─── 抜粋本文 ───

2016年は「毎月、新型車を1車種ずつ発売。攻めに転じる」

2016年1月21日開催

トライアンフ モーターサイクルズ ジャパン、価格100万円未満となるエントリーモデル「STREET TWIN」など計6車種を発表

 トライアンフ モーターサイクルズ ジャパンは1月21日、2016年に発売するクラシックモデル4車種とスポーツモデル2車種の計6車種を国内発表した。エントリーモデルとなる「STREET TWIN」は1月23日から、スポーツネイキッドの「SPEED TRIPLE S」と「SPEED TRIPLE R」は2月、同社の伝統的なモデルであるボンネビルの名を継ぐ「BONNEVILLE T120」と「BONNEVILLE T120 BLACK」は3月、ハイパフォーマンスモデルの「THRUXTON R」は4月と、1カ月ごとに1車種ずつ発売する。

─── レコード一覧 ───

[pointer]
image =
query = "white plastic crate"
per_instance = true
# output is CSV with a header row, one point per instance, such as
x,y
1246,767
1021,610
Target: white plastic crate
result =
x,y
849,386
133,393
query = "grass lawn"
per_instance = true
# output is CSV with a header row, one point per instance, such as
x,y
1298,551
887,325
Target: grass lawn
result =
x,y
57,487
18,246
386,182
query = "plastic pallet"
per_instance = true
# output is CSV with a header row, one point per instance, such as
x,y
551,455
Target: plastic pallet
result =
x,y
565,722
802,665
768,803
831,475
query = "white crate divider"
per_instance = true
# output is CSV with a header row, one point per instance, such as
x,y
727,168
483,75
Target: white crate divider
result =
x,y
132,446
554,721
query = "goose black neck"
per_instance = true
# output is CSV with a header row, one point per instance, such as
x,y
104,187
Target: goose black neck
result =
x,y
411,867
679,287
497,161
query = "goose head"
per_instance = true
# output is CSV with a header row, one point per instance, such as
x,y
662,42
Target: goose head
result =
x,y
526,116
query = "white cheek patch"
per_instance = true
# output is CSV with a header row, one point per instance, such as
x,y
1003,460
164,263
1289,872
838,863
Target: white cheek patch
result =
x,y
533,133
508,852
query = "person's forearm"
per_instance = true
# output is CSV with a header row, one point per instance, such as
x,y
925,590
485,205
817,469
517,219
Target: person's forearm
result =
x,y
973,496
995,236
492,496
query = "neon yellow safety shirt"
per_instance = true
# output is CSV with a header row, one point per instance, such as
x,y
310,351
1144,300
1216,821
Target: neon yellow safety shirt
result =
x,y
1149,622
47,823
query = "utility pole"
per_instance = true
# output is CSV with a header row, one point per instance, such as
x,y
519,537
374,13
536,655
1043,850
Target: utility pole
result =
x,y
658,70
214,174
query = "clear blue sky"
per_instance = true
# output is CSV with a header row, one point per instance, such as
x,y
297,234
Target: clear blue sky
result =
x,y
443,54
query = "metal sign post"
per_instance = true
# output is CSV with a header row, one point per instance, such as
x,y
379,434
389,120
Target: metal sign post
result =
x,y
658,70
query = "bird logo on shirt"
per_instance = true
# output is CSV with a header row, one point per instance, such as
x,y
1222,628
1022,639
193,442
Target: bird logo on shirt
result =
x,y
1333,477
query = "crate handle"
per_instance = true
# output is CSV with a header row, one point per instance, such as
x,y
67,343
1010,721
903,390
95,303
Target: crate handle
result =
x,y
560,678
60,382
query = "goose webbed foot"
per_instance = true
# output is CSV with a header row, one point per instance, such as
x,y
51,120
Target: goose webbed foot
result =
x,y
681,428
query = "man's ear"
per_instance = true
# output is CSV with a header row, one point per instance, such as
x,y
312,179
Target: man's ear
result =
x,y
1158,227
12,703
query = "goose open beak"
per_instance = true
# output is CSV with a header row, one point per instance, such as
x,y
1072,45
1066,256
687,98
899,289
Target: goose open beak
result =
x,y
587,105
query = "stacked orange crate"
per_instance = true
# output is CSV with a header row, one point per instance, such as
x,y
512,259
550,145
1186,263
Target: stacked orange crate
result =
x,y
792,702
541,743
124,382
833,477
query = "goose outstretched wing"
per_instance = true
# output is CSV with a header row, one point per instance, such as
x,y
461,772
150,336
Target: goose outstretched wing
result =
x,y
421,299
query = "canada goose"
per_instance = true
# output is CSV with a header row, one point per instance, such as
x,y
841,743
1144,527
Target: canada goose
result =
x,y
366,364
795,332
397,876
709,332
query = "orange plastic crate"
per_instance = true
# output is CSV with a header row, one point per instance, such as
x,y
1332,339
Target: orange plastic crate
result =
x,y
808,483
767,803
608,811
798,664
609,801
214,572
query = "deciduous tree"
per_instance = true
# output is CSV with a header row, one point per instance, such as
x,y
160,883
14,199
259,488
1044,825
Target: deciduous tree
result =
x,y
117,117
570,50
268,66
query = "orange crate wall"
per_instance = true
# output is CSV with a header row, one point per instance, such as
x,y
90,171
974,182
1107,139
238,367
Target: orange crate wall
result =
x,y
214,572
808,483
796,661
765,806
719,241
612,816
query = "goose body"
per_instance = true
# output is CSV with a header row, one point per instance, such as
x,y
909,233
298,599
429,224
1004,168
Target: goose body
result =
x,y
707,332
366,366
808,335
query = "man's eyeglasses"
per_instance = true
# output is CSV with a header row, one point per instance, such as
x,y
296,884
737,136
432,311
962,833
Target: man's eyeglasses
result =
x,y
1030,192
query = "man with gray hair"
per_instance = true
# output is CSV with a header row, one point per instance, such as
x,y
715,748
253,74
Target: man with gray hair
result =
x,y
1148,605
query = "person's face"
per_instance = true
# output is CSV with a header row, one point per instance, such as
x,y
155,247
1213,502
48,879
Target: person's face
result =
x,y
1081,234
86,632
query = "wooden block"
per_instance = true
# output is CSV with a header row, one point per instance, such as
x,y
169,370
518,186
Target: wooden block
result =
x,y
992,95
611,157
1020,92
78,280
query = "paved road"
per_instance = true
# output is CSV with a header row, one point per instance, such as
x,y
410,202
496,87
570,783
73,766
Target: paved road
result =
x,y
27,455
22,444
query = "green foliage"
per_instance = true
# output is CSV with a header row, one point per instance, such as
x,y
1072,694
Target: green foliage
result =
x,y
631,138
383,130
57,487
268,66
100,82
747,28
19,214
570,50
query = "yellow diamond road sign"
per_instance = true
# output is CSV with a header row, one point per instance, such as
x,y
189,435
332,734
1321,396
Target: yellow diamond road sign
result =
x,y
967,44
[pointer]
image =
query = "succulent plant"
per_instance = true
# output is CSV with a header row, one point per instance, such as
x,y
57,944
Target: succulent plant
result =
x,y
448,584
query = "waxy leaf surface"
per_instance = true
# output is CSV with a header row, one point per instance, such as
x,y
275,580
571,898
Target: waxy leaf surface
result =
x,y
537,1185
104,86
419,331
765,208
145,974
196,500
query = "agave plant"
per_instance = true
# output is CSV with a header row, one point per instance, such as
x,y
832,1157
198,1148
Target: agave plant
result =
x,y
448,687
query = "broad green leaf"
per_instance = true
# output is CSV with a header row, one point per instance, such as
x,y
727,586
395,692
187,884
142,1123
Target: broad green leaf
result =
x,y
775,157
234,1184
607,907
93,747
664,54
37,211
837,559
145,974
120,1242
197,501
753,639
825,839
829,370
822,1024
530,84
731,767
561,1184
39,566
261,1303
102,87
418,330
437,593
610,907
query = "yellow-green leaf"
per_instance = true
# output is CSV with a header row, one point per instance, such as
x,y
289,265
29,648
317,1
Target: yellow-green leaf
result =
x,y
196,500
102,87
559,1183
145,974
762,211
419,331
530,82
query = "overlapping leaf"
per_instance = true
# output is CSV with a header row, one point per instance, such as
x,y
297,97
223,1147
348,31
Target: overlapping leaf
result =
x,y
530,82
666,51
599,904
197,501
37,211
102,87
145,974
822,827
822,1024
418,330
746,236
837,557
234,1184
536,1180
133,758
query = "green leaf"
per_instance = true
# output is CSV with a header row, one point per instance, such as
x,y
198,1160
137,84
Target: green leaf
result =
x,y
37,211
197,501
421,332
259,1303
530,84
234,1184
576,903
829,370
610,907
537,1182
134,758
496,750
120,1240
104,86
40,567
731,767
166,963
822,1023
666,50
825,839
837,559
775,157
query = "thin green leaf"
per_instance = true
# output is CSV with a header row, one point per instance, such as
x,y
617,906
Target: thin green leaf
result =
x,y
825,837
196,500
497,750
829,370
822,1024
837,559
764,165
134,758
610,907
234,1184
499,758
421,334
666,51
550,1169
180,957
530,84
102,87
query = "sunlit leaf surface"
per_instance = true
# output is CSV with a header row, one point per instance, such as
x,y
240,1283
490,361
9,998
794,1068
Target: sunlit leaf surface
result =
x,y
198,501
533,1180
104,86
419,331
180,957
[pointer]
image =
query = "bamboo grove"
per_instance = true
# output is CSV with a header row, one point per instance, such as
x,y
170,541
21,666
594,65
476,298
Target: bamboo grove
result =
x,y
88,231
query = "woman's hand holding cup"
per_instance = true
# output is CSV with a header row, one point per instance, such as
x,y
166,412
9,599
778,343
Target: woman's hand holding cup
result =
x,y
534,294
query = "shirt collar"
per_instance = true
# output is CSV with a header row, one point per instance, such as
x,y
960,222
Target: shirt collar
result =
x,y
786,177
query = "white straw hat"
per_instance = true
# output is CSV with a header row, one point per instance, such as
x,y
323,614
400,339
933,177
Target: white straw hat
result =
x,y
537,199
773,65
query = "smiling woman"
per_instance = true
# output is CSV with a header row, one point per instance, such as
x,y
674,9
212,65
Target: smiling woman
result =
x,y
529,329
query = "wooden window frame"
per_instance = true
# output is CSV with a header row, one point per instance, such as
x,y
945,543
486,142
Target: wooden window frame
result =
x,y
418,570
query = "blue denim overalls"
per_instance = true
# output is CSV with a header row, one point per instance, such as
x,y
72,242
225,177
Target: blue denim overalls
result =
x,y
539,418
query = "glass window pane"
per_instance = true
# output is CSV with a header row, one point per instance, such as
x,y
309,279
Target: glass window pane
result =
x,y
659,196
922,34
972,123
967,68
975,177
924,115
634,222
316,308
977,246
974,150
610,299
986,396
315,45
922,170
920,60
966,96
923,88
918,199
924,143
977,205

───

__実施タスク__.
a: 抜粋本文によると、「STREET TWIN」はいつから発売されますか。
b: 抜粋本文の「2016年は「毎月、新型車を1車種ずつ発売。攻めに転じる」」から始まり「T120 BLACK」は3月、ハイパフォーマンスモデルの「THRUXTON R」は4月と、1カ月ごとに1車種ずつ発売する。」に至るまでの部分を、一字一句変えずに書き写してください。

__回答一覧__.
a: 1月23日から発売されます。

b:
2016年は「毎月、新型車を1車種ずつ発売。攻めに転じる」

2016年1月21日開催

トライアンフ モーターサイクルズ ジャパン、価格100万円未満となるエントリーモデル「STREET TWIN」など計6車種を発表

 トライアンフ モーターサイクルズ ジャパンは1月21日、2016年に発売するクラシックモデル4車種とスポーツモデル2車種の計6車種を国内発表した。エントリーモデルとなる「STREET TWIN」は1月23日から、スポーツネイキッドの「SPEED TRIPLE S」と「SPEED TRIPLE R」は2月、同社の伝統的なモデルであるボンネビルの名を継ぐ「BONNEVILLE T120」と「BONNEVILLE T120 BLACK」は3月、ハイパフォーマンスモデルの「THRUXTON R」は4月と、1カ月ごとに1車種ずつ発売する。